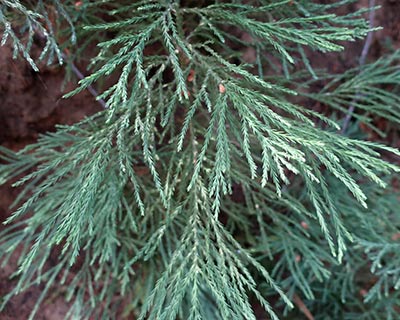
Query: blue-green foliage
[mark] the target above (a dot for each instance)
(139, 200)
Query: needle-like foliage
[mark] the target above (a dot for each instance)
(208, 185)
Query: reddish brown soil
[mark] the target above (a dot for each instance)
(31, 103)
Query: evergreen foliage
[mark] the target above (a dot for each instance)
(208, 183)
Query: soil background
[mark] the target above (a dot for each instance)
(31, 103)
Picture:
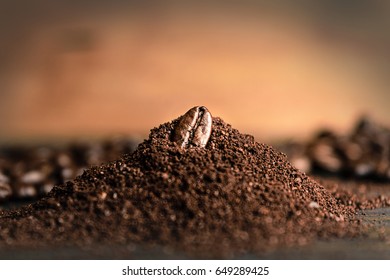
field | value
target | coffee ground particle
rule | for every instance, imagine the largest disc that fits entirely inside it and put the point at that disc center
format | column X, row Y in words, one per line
column 234, row 197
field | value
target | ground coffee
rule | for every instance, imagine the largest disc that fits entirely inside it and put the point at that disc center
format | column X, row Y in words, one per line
column 233, row 197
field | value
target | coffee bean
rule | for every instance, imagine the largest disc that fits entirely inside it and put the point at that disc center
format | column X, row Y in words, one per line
column 193, row 128
column 5, row 190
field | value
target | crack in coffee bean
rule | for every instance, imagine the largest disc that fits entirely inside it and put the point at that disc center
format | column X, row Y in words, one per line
column 194, row 128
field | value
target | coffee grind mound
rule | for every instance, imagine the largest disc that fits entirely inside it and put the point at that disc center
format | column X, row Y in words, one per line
column 233, row 197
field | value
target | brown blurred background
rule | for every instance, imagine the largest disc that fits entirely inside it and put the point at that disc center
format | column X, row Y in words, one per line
column 95, row 68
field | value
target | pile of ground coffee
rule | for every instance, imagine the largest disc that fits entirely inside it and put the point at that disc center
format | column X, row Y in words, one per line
column 234, row 196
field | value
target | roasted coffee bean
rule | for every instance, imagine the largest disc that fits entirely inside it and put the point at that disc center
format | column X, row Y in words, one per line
column 31, row 171
column 193, row 128
column 5, row 191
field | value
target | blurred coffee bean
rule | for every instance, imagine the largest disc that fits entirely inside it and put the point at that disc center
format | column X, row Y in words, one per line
column 5, row 191
column 33, row 177
column 364, row 153
column 28, row 172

→ **Set task**
Reproduce the listing verbatim from the line with "Query: needle-like foliage" up to and including the line with "column 234, row 196". Omit the pictures from your reproduction.

→ **Output of the task**
Query: needle-like foliage
[mark] the target above (a dot for each instance)
(208, 185)
Query: reddish brown soil
[mark] the target above (a dot for each instance)
(31, 103)
Query: evergreen foliage
[mark] the target above (a dot for each instance)
(208, 183)
Query: soil background
[mark] the target above (a dot for each instance)
(31, 103)
Picture:
field | value
target | coffee ground particle
rule | for every instance, imagine the largest disc that fits entirely inside it and put the point at that disc center
format | column X, row Y in words, one per line
column 234, row 197
field | value
target | ground coffee
rule | for every instance, imagine the largest disc that fits entirely inside it and put the point at that disc center
format | column X, row Y in words, one per line
column 233, row 197
field | value
target | coffee bean
rule | for every instance, imagine the largest disc that fits entirely inside it and put the point at that disc center
format | column X, row Y in words, one per line
column 193, row 128
column 5, row 190
field | value
target | crack in coffee bean
rule | for every instance, imagine the largest disc that fits entirely inside it and put the point at that disc center
format | column X, row Y in words, one per line
column 194, row 128
field | value
target | coffee grind mound
rule | for every instance, imagine the largest disc that fits entirely inside it and put the point at that disc center
format | column X, row Y in words, one per line
column 233, row 197
field | value
target | brown blurred background
rule | for every instance, imagine the largest disc that fits entirely inside it and put the point at that disc center
format | column X, row Y in words, one per line
column 95, row 68
field | value
target | pile of ground coffee
rule | for every instance, imagine the largest disc that fits entirely inside it and put the point at that disc center
format | column X, row Y in words, one per line
column 234, row 196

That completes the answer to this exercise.